### Directive
Reproduce every line of the listing below verbatim.

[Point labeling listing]
---
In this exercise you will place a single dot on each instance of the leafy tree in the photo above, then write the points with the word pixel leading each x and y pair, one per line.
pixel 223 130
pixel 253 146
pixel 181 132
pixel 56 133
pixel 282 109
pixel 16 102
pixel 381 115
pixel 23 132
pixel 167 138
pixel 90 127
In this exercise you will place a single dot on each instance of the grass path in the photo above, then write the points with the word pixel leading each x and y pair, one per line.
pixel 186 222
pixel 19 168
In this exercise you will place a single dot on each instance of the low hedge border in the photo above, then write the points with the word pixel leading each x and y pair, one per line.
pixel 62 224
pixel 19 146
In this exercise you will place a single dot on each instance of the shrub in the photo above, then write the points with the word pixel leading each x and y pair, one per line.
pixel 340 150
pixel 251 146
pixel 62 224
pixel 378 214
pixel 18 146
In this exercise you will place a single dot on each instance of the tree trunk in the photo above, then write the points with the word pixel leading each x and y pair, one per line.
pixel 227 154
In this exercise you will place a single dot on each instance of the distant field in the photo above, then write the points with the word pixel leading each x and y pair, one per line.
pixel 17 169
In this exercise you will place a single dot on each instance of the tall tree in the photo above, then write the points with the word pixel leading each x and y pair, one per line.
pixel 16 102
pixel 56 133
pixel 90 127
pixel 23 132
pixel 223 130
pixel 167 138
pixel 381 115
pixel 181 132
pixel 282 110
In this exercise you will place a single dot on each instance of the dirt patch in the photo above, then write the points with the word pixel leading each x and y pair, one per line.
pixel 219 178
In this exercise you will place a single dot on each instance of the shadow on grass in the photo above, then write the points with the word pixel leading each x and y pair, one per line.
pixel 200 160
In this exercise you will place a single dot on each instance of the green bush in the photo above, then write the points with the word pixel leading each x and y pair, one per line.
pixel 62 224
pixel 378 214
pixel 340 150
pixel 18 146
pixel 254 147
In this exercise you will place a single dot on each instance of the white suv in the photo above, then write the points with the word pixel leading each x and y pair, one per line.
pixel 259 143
---
### Full response
In this exercise you will place a single dot on each instance of the leafy tree in the photo above, then write the points with the word pixel leading each x and y pair, one per line.
pixel 223 130
pixel 253 146
pixel 181 132
pixel 56 133
pixel 282 109
pixel 16 102
pixel 381 115
pixel 23 132
pixel 167 138
pixel 90 127
In this exercise you will place a single dot on each instance of the grass path in the photo above, then write the points with the word pixel leading each x and y pair, one per line.
pixel 186 222
pixel 19 168
In this exercise you will place a single dot on each instance of the low hedge border in the photo above, then write the points with the word pixel leading each x and y pair, one per line.
pixel 62 224
pixel 19 146
In this exercise you will place a single dot on each instance of the shrub in the photo above, then write the points with the word pixel leading each x and y pair, one per line.
pixel 340 150
pixel 251 146
pixel 62 224
pixel 378 214
pixel 18 146
In this exercise you will place a single dot on each instance of the tree trunk in the photo above, then write the points with the word pixel leading each x and y pair, one per line.
pixel 227 154
In this exercise you will place a single dot on each instance of the distant field in the photo above, then write the points with the word pixel leading each x and y pair, one per line.
pixel 17 169
In this exercise you will place a single dot on each instance of the tall tree in the photo above, then write the points with the word pixel leading each x and y pair, one per line.
pixel 16 102
pixel 56 133
pixel 90 127
pixel 23 132
pixel 223 130
pixel 167 138
pixel 381 115
pixel 181 132
pixel 282 110
In this exercise you will place a single dot on each instance of the dirt patch in the photo above, then write the points with the word pixel leading each x and y pair, one per line.
pixel 219 178
In this exercise you will place a single dot on each instance of the shadow on grass in the photo above, then write the points with the word pixel leading each x and y pair, one per line.
pixel 200 160
In this exercise you will place a single dot on each instance of the green bush in the photo above, then write the points with the word pixel leading each x and y pair, one per line.
pixel 62 224
pixel 378 214
pixel 340 150
pixel 18 146
pixel 254 147
In this exercise you will place a single dot on each instance of the white suv in the photo above, then write the points with the word pixel leading each x and y pair, one per line.
pixel 259 143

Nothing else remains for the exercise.